◆ JOB:
Retype each of the items below word for word.

◆ RECORDS FOR THE EXERCISE:
━━━
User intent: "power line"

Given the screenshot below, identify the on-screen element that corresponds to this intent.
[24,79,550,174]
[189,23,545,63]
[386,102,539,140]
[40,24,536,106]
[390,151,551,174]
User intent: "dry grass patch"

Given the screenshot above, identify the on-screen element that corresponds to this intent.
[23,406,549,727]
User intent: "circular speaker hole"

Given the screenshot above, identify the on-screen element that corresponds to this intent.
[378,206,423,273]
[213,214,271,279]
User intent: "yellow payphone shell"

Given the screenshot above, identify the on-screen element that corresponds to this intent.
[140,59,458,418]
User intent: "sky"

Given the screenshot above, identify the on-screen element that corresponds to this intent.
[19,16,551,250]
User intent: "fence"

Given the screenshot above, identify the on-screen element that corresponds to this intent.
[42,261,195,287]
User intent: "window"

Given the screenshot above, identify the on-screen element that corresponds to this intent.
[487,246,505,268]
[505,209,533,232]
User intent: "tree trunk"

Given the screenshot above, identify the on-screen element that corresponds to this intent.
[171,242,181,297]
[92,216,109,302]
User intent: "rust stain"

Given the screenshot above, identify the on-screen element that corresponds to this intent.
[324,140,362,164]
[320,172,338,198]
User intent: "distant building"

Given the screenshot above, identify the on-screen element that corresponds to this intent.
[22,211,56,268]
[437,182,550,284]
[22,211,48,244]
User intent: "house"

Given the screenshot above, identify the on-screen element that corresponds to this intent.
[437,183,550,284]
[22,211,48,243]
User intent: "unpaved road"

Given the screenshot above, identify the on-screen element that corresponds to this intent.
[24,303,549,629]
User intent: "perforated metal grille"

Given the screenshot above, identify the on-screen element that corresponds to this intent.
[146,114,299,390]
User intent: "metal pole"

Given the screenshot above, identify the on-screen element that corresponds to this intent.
━━━
◆ RESULT FOR THIS EXERCISE:
User intent: "power line"

Given the screenshot below, identify the on-screen element that corresponds to this intent.
[24,79,550,174]
[189,23,545,63]
[386,102,539,140]
[40,24,536,106]
[390,151,551,174]
User intent: "dry grass patch"

Given the screenshot above, identify the on-screen element that corresponds to this intent.
[23,406,549,727]
User intent: "circular speaker hole"

Given the screenshot above, identify the on-screen element that corresponds to this intent.
[378,206,423,273]
[213,214,271,279]
User intent: "yellow payphone shell"

Given the screenshot above, identify the on-screen element that corresponds to this intent.
[140,59,458,418]
User intent: "sky"

Given the screenshot above, identify the on-screen element that corresponds to this intent.
[19,16,551,250]
User intent: "fence"

Given the screenshot above, identify the on-screen element that corresponds to this intent.
[42,261,195,287]
User intent: "window"

Given the screenshot above, identify the on-screen element that corresponds to this intent.
[487,246,505,268]
[505,209,533,232]
User intent: "tree trunk"

Given the screenshot above, identify the on-screen element that corresponds to this intent.
[171,242,181,297]
[92,216,109,302]
User intent: "rust stain"

Given the screenshot above, identify the on-screen element that corresponds to this intent.
[324,140,362,164]
[320,172,338,198]
User intent: "distant building"

Given the screenshot above, identify the on-screen element that corresponds to this intent.
[22,211,56,268]
[437,182,550,284]
[22,211,48,244]
User intent: "house"

Given the screenshot above, identify the on-screen element that corresponds to this intent.
[437,183,550,284]
[22,211,48,243]
User intent: "unpaved road"

Given the screenshot above, identify the on-screen element that corresponds to this intent.
[24,303,549,629]
User intent: "perforated metal grille"

Given the screenshot above, identify the on-screen element that corresponds to this intent.
[146,114,299,390]
User intent: "metal pole"

Given the screenshot above, identify the on-screen element that corresponds to this intent.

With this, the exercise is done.